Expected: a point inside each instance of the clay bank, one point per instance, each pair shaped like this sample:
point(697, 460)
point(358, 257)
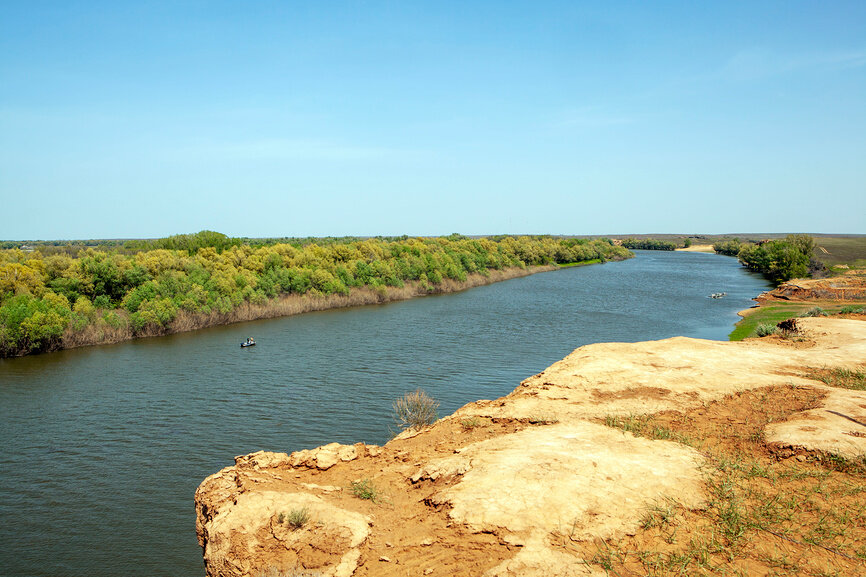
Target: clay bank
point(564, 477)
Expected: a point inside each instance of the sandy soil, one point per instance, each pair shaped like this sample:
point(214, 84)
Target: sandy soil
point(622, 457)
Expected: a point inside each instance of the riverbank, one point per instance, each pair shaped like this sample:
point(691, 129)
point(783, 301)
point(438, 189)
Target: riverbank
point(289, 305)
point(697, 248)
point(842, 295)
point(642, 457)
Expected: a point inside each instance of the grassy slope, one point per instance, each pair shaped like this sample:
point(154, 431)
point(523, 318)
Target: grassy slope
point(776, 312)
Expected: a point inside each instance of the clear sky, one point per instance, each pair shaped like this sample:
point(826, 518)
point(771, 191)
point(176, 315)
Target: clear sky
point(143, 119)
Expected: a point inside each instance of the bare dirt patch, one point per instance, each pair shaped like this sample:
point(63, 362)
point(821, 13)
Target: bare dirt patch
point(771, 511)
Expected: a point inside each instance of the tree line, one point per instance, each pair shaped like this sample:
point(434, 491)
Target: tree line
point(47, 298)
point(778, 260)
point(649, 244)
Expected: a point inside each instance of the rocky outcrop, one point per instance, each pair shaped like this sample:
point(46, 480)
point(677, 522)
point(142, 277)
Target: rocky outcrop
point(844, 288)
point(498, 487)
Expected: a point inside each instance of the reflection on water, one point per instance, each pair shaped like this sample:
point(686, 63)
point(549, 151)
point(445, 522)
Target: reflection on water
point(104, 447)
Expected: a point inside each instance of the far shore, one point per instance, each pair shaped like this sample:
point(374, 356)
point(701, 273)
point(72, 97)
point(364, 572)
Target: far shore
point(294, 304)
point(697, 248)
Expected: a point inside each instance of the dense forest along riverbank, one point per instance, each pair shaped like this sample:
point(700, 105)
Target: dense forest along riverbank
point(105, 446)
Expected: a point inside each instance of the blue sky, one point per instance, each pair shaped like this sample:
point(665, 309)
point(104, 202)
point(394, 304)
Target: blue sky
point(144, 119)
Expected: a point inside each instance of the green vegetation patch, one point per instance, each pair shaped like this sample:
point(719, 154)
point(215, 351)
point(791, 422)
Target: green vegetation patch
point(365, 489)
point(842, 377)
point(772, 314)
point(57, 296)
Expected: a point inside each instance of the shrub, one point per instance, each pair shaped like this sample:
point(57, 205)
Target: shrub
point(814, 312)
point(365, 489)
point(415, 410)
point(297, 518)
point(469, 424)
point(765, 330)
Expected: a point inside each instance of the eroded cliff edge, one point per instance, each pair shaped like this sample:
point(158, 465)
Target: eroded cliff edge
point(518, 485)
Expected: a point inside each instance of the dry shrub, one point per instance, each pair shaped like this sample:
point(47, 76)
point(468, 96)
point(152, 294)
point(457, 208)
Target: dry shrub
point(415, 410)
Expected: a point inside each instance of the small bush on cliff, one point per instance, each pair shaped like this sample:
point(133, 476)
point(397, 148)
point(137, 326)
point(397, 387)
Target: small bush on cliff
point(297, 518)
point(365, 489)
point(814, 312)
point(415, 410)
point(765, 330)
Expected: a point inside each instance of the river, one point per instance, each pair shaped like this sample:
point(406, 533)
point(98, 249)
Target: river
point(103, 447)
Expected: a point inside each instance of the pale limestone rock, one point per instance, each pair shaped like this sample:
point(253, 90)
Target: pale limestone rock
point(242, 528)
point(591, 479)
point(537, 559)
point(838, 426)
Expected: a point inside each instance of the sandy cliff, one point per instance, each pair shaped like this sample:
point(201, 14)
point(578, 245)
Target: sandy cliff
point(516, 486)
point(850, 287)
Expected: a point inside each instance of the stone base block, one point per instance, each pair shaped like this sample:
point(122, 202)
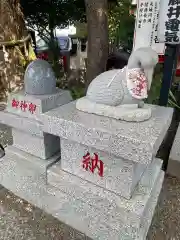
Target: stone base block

AIM OF THE EXERCISE | Take from the listing every line in which the word "base" appears.

REPLY TO THE TASK |
Expected: a point inside each instance of the stone base block, one point per instance, each pair shaped like this sample:
Target: stone base block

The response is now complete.